* start *

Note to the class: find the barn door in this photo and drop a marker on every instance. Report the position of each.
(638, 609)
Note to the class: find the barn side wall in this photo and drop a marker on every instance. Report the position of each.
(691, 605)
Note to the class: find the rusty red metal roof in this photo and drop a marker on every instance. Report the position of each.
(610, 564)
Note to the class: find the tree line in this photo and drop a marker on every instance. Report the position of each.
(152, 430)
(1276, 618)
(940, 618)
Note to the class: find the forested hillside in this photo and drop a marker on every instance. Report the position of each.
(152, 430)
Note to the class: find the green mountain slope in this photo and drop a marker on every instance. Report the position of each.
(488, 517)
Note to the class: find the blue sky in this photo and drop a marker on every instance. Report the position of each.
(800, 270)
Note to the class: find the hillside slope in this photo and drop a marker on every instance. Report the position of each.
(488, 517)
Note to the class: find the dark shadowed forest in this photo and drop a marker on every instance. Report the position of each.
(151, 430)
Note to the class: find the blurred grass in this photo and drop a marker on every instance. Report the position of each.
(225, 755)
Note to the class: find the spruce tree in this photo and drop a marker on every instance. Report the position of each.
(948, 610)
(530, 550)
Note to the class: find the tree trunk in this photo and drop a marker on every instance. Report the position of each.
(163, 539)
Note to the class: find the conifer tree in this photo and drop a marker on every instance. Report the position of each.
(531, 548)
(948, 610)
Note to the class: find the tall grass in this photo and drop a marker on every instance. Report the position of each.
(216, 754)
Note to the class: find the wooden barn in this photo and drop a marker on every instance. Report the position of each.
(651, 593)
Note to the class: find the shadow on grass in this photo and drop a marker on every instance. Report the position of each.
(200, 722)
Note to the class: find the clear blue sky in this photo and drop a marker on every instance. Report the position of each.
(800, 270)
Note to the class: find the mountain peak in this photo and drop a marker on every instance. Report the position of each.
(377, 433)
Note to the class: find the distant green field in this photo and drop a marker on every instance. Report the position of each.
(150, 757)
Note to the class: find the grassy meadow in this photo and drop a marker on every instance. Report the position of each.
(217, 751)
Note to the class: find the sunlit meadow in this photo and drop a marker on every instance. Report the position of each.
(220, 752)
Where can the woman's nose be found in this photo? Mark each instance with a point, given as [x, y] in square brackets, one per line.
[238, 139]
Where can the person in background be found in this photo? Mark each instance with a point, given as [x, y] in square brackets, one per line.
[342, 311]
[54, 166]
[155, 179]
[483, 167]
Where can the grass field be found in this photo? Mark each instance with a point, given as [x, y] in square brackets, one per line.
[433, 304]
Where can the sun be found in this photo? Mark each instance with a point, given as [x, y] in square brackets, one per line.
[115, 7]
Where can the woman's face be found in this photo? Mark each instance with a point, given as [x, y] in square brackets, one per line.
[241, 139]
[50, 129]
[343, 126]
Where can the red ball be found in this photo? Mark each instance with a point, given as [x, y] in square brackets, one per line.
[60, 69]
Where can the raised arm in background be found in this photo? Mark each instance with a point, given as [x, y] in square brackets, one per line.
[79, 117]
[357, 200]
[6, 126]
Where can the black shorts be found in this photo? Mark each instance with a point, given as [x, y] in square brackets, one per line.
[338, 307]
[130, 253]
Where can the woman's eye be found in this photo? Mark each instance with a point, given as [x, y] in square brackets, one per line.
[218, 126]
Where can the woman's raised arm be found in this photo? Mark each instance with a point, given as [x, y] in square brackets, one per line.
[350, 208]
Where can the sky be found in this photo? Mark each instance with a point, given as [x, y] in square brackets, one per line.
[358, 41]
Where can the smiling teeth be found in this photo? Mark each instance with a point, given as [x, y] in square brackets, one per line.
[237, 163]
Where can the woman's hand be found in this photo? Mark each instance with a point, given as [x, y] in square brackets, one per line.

* end *

Exercise prompt
Repeat every line of the records above exactly.

Result below
Note to the class: find the barn door in this photo and drop a marker on every instance. Report the position of each.
(638, 609)
Note to the class: find the barn side wall in this photo and drop a marker on every instance. Report the position of each.
(691, 605)
Note to the class: find the rusty red metal roof in this photo and drop a marker on every instance. Report the position of each.
(610, 564)
Note to the class: find the tree line in this photo and drop a marker on every instance. Report the position of each.
(152, 430)
(1276, 618)
(940, 618)
Note to the class: find the forested hillside in this photo and drop a marker on every instance. Report the position of each.
(152, 430)
Note to the class: find the green mountain slope in this photo and drop a marker on every instance. Report the position of each.
(488, 517)
Note to the class: find the blue sky in this photo and drop a marker on every instance. Report the position of each.
(800, 270)
Note to the class: find the hillside slope in this photo and drop a marker on every instance. Report the position of each.
(488, 517)
Note to the class: find the dark shadowed forest in this photo and drop a marker on every instance. Report the position of each.
(151, 430)
Note to the class: find the blurred grass in this photo and drop a marker on every instance. Report the position of each.
(225, 755)
Note to the class: find the spruce tree in this photo and drop a marker on every instance. Report the position of each.
(948, 610)
(530, 550)
Note to the class: find the tree trunk in this photo and drop a marker on every instance. Report the position of each.
(163, 539)
Note to the class: find the conifer tree in this photo and drop a marker on every instance. Report the position of each.
(531, 548)
(948, 610)
Note to the class: find the tall grass in this photo and drop a marker on every instance. Report the position of each.
(216, 754)
Note to the class: find the wooden barn in this photo and drop a marker on every instance. Report the position of each.
(651, 593)
Note to the class: find the shadow on grass in this photo and drop a marker on every instance. Report the position of each.
(200, 722)
Note to the class: find the clear blue sky in this photo and drop a marker on every instance. Report the position of each.
(800, 270)
Note to the class: find the mountain peak in this photo and drop a marker on every instance. Report the position of each.
(377, 433)
Note to the class: find the distant green field in this photo and drop a marker on every instance. Report the position of each.
(150, 757)
Note to the class: find the grassy meadow in this photo and drop a marker on every instance. Report the position of each.
(217, 751)
Note to the class: find the sunlit meadow in this photo and drop a marker on every instance. Report the position of each.
(220, 752)
Where can the woman's nose be found in this photo? Mark each instance with a point, given as [x, y] in square brackets, one per line.
[238, 139]
Where can the person in background be found in this photo? Mark each instance with a point, given as [x, y] in square brackets, one per line.
[342, 311]
[54, 166]
[155, 179]
[483, 167]
Where can the grass field be found in this photo? Mark each instance with a point, given as [x, y] in square brackets, one per line.
[433, 304]
Where can the sun be found in this photo? Mark each instance with a point, given as [x, y] in square brackets, one per line.
[115, 7]
Where can the woman's face be found in this photo? Mark each instance with a point, given as [x, y] in square brackets, one per line.
[241, 139]
[50, 129]
[343, 126]
Where can the red ball be found in this photo? Mark each instance with a point, given as [x, y] in square brackets, one per line.
[60, 69]
Where can the raised arm in background be found in this photo? Mark each instance with a point, given as [x, y] in square brackets, one per line.
[79, 117]
[357, 200]
[6, 126]
Where can the black shorts be found in this photo? Mark each instance with a point, given as [x, y] in square brackets, one per line.
[338, 307]
[130, 253]
Where can the woman's eye be found in this photo? Mark each instance with a point, given as [x, y] in square brackets, one per line.
[218, 126]
Where can the woman's raised arm be found in this photo? Mark each instance with a point, given as [x, y] in square brackets, one per line.
[350, 208]
Where can the sky be found in this photo? Mark each instance with a point, given as [x, y] in square brackets, one per line.
[358, 41]
Where can the smiling teeth be found in this photo? Mark each instance with a point, given as [x, y] in square brackets, one per line.
[237, 163]
Where can the woman's hand be found in this photo? Mark each instance with a point, given as [x, y] in square brackets, one per line.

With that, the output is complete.